TASK INSTRUCTIONS →
Retype only the stretch of lines that starts with the line containing "Target: mountain range" and ends with the last line of the records, both included, exactly.

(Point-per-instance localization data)
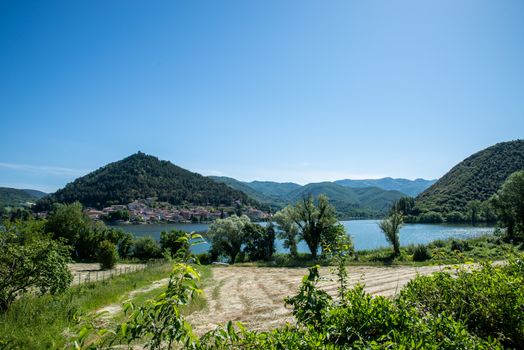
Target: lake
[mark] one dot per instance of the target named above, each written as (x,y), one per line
(365,233)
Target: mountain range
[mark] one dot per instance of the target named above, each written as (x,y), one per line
(349,201)
(476,178)
(15,198)
(142,176)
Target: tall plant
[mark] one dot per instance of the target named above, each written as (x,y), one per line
(391,228)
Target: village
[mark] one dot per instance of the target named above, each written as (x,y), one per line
(150,211)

TASK ANSWER →
Target: mountain range
[mark] one dot per instance of the target named above, each written as (x,y), one per line
(349,201)
(476,178)
(15,198)
(142,176)
Target: tall plant
[mark] one dot per instance of the target named above, each written as (x,y), one per line
(391,228)
Target: village
[mark] one dot per instance of the target named above, each written as (x,y), one per line
(150,211)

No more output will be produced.